*** Opening of Extracted information ***
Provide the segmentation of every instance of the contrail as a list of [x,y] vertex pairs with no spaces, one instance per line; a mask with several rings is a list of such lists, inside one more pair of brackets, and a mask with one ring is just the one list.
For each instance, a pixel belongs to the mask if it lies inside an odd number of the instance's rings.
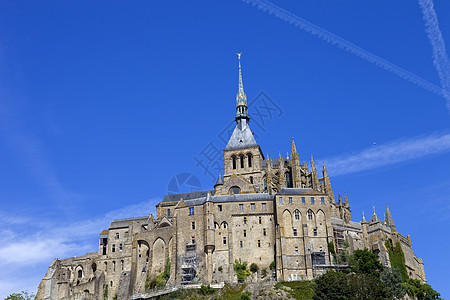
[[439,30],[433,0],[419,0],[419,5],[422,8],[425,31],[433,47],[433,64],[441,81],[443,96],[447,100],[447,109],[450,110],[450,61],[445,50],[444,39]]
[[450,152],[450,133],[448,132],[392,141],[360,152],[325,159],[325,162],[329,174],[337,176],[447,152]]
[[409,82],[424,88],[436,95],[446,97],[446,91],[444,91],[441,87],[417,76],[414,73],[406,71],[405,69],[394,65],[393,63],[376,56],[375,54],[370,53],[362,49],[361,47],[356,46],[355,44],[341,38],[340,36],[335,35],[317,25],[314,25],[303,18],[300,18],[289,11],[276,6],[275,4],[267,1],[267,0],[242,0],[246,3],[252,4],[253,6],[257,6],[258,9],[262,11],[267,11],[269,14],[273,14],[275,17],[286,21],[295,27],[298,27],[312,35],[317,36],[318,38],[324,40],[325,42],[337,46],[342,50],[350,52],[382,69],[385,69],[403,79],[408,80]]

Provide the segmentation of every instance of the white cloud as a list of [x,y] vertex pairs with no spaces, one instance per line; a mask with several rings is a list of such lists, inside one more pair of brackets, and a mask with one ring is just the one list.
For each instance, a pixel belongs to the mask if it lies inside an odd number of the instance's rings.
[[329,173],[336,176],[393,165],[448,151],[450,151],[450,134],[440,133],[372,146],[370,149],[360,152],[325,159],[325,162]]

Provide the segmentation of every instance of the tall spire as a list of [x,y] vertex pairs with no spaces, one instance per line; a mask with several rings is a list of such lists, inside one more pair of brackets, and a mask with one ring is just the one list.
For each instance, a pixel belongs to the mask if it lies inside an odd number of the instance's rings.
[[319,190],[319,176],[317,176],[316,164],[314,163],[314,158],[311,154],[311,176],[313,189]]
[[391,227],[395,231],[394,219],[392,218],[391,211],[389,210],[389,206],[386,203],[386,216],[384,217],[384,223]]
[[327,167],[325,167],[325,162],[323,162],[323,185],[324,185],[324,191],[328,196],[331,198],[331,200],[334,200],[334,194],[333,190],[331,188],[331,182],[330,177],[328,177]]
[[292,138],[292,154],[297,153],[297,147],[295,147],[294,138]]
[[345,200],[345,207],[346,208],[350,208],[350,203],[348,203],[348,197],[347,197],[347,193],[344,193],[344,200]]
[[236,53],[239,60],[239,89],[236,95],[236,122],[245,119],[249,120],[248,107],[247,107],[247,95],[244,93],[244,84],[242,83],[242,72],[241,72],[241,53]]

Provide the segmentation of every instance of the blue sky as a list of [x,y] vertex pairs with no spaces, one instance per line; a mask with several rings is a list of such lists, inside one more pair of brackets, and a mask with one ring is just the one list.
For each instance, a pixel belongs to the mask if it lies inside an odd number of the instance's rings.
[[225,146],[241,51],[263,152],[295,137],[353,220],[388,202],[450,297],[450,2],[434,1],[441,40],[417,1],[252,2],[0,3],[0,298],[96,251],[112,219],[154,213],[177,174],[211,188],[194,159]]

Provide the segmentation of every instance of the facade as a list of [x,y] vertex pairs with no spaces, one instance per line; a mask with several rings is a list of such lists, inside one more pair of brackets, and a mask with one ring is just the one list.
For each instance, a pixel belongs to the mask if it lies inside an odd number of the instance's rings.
*** Close of Extracted information ***
Your goal: An exact, image-free transcription of all the records above is needed.

Output for this exercise:
Provide the segmentation of every instance of the contrail as a list of [x,y] vertex pairs with no spaces, one instance per line; a mask with several rings is a list of such lists, inside one more pair of brackets, and a mask with one ring is just the one list.
For each instance, a pixel belongs to the mask if it lies inside an odd number of the instance's rings.
[[439,30],[433,0],[419,0],[419,5],[422,8],[425,31],[433,47],[433,64],[441,81],[443,96],[447,100],[447,109],[450,110],[450,61],[445,50],[444,39]]
[[450,152],[450,133],[448,132],[392,141],[360,152],[325,159],[325,162],[329,174],[337,176],[447,152]]
[[409,82],[424,88],[436,95],[446,97],[446,91],[444,91],[441,87],[417,76],[414,73],[406,71],[405,69],[394,65],[393,63],[376,56],[375,54],[370,53],[362,49],[361,47],[356,46],[355,44],[341,38],[340,36],[335,35],[317,25],[314,25],[303,18],[300,18],[289,11],[276,6],[275,4],[267,1],[267,0],[242,0],[246,3],[252,4],[253,6],[257,6],[258,9],[262,11],[267,11],[269,14],[273,14],[275,17],[286,21],[295,27],[298,27],[312,35],[317,36],[318,38],[324,40],[325,42],[337,46],[342,50],[350,52],[382,69],[385,69],[403,79],[408,80]]

Provide the segmentation of every instance of the white cloud as a list of [x,y] vertex pairs with no spaces, one instance per line; a mask with several rings is a list of such lists, inside one more pair of brackets, and a mask with one ring is just the one list.
For each instance, a pixel belongs to the mask if it lies inside an odd number of the instance's rings.
[[329,173],[336,176],[393,165],[448,151],[450,151],[450,134],[440,133],[372,146],[370,149],[360,152],[325,159],[325,162]]

Provide the segmentation of every instance of the tall spire as a list of [x,y] vertex pairs with no spaces, one instance per line; a mask with several rings is a list of such lists, inside one more pair of brackets, and a mask with one ring is just the one list.
For each instance, a pixel belongs to the mask if it lies inside an odd number of the instance's rings.
[[319,190],[319,176],[317,176],[316,164],[314,163],[314,158],[311,154],[311,176],[313,189]]
[[391,227],[395,231],[394,219],[392,218],[391,211],[389,210],[389,206],[386,203],[386,216],[384,217],[384,223]]
[[327,167],[325,167],[325,162],[323,162],[323,185],[324,185],[324,191],[328,196],[331,198],[331,200],[334,200],[334,194],[333,190],[331,188],[331,182],[330,177],[328,177]]
[[292,138],[292,154],[297,153],[297,147],[295,147],[294,138]]
[[345,200],[345,207],[346,208],[350,208],[350,203],[348,203],[348,197],[347,197],[347,193],[344,193],[344,200]]
[[236,53],[239,60],[239,89],[236,95],[236,122],[245,119],[249,120],[248,107],[247,107],[247,95],[244,93],[244,84],[242,83],[242,72],[241,72],[241,53]]

Provide the segmentation of every instance of the blue sky as a list of [x,y] vertex pairs with no spaces, one instance per line; a mask with several rings is a list of such lists, inside one more pair of brackets, and a mask with one ring is just the one list.
For each instance, a pixel belongs to the mask if it lies inside an odd number of the instance's rings.
[[225,146],[241,51],[263,152],[295,137],[353,220],[388,202],[450,297],[450,2],[434,1],[441,40],[417,1],[252,2],[0,3],[0,298],[96,251],[112,219],[154,213],[177,174],[211,188],[194,159]]

Provide the segmentation of every instance of the facade as a list of [x,y] vertex pairs with no spaces, one instance per line; a mask with several rings is a list of such lists, inside one more pair of brackets, and a mask with one ring is just the one list.
For each instance, a pixel belongs to the mask if it lies inside an odd number of the instance's rings.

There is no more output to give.